*** Begin section ***

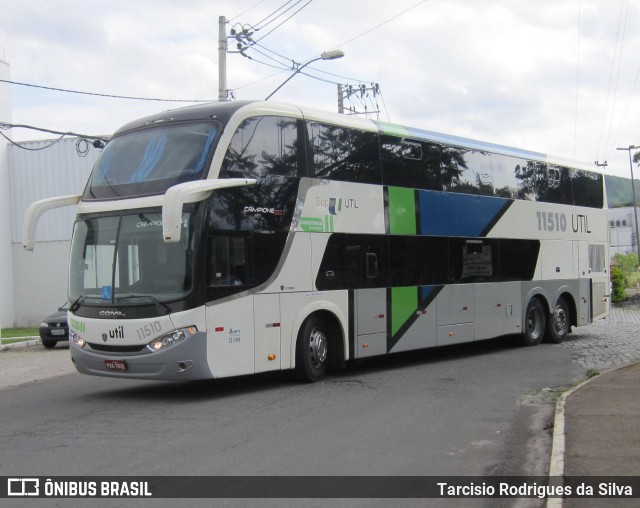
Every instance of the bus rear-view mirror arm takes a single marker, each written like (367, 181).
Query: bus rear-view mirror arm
(190, 192)
(35, 211)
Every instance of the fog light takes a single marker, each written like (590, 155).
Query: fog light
(171, 339)
(79, 341)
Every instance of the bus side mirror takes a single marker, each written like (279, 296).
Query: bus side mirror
(35, 211)
(190, 192)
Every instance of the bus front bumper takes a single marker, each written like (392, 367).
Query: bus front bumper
(186, 361)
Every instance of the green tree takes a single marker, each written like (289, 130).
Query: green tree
(628, 263)
(617, 281)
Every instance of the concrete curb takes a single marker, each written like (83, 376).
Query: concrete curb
(556, 466)
(33, 341)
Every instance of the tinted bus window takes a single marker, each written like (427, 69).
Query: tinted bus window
(339, 153)
(466, 171)
(265, 145)
(407, 163)
(587, 189)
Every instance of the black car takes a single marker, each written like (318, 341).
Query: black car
(54, 328)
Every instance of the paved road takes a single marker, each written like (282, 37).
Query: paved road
(607, 343)
(470, 410)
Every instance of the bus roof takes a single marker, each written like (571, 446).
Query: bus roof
(223, 111)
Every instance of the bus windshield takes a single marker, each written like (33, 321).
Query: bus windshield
(149, 161)
(123, 260)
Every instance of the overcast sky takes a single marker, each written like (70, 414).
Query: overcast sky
(554, 76)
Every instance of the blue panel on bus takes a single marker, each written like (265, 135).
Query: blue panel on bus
(449, 214)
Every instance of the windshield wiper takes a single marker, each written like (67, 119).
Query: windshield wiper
(152, 298)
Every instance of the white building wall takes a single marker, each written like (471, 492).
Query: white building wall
(622, 231)
(41, 276)
(6, 258)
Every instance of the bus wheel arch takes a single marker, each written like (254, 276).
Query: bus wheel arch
(562, 316)
(535, 321)
(319, 345)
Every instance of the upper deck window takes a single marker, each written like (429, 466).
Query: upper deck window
(149, 161)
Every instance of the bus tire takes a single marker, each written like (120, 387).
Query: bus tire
(312, 351)
(559, 322)
(534, 323)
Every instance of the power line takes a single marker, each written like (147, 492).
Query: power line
(257, 26)
(278, 26)
(83, 143)
(380, 24)
(94, 94)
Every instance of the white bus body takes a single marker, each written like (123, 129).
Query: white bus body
(231, 239)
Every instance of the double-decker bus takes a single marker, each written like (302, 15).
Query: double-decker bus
(236, 238)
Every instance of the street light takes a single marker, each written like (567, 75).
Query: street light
(327, 55)
(633, 190)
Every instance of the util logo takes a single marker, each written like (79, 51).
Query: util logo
(347, 202)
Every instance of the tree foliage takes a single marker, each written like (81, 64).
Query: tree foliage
(618, 283)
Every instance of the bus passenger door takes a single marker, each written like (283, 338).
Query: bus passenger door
(267, 332)
(371, 301)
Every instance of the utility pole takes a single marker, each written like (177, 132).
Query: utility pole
(222, 59)
(363, 93)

*** End section ***

* TASK ITEM *
The full set of entries should be transcribed exactly, pictures left aside.

* TASK SOLUTION *
Every instance of the bus rear-view mirror arm takes a single marker, each written like (367, 181).
Query: bus rear-view mirror arm
(190, 192)
(35, 211)
Every instance of the fog light takes a single marker, each written like (590, 155).
Query: fog light
(171, 339)
(79, 341)
Every instance of the bus side mirror takes a single marker, each written like (279, 296).
Query: bus side mirror
(35, 211)
(190, 192)
Every instance of the bus front bumper takes a single marker, each written like (392, 367).
Query: bus front bumper
(186, 361)
Every instance of the green tree takes a single marker, each written like (289, 130).
Query: green tree
(628, 263)
(617, 281)
Every instance of the concrete curb takes a single marker, each written like (83, 376).
Query: concrete curb
(556, 466)
(33, 341)
Every instance of the tinted bus window takes a single marker, each written like (427, 69).
Query: tinted bus window
(339, 153)
(466, 171)
(265, 145)
(407, 163)
(587, 189)
Every instance of the black car takes a single marker, each written like (318, 341).
Query: black car
(54, 328)
Every instance of the paved road takes a single marker, each written like (282, 37).
Query: paved road
(607, 343)
(470, 410)
Every instance of the bus roof takes a single marker, each written like (571, 446).
Query: bus roof
(223, 111)
Every instance of the bus windshield takes a single marker, each written like (33, 321).
Query: bus windshield
(149, 161)
(123, 260)
Every instance of the overcast sky takes a single marker, each written like (70, 414).
Query: overcast sky
(554, 76)
Every instance of the blue panel on bus takes a single marker, each written like (265, 135).
Query: blue panel on bus
(449, 214)
Every instance of the windshield wiper takes a single marker, each written like (67, 119).
Query: windshield wiper
(152, 298)
Every instance of the white building wall takes a single marker, each written like (471, 492).
Query: white building wall
(622, 231)
(41, 276)
(6, 258)
Every instance of the bus wheel arch takes a single marker, each written like (254, 276).
Query: bus wheel arch
(562, 316)
(535, 321)
(319, 345)
Every instance of the upper deck window takes a single marker, each written like (429, 466).
Query: upper deck window
(149, 161)
Every instance of the bus tire takes a single marker, each written like (120, 387).
Query: bus tire
(312, 351)
(559, 322)
(534, 323)
Every instance of the power line takes a single marker, each written like (147, 492).
Query: power line
(257, 26)
(278, 26)
(83, 143)
(380, 24)
(94, 94)
Every instance of the white bus body takes a single marker, each written like (123, 129).
Query: white bus body
(231, 239)
Every instance of the double-decker bus takes a single marker, each written like (302, 15).
Query: double-decker bus
(236, 238)
Every instance of the street light takes a single marker, each written like (567, 75).
Query: street light
(327, 55)
(633, 190)
Every instance of the util logo takes a single marker, each written like (79, 51).
Query: util logo
(347, 202)
Every instance of the tree foliage takes a single marker, each written like (81, 64).
Query: tree foliage
(618, 283)
Every instance of the bus passenger door takes a single marker, each written like (283, 338).
Query: bus passenger door
(267, 332)
(371, 301)
Every instance of the utility pole takes a single marker, each written like (177, 132).
Query: utility pole
(222, 59)
(363, 93)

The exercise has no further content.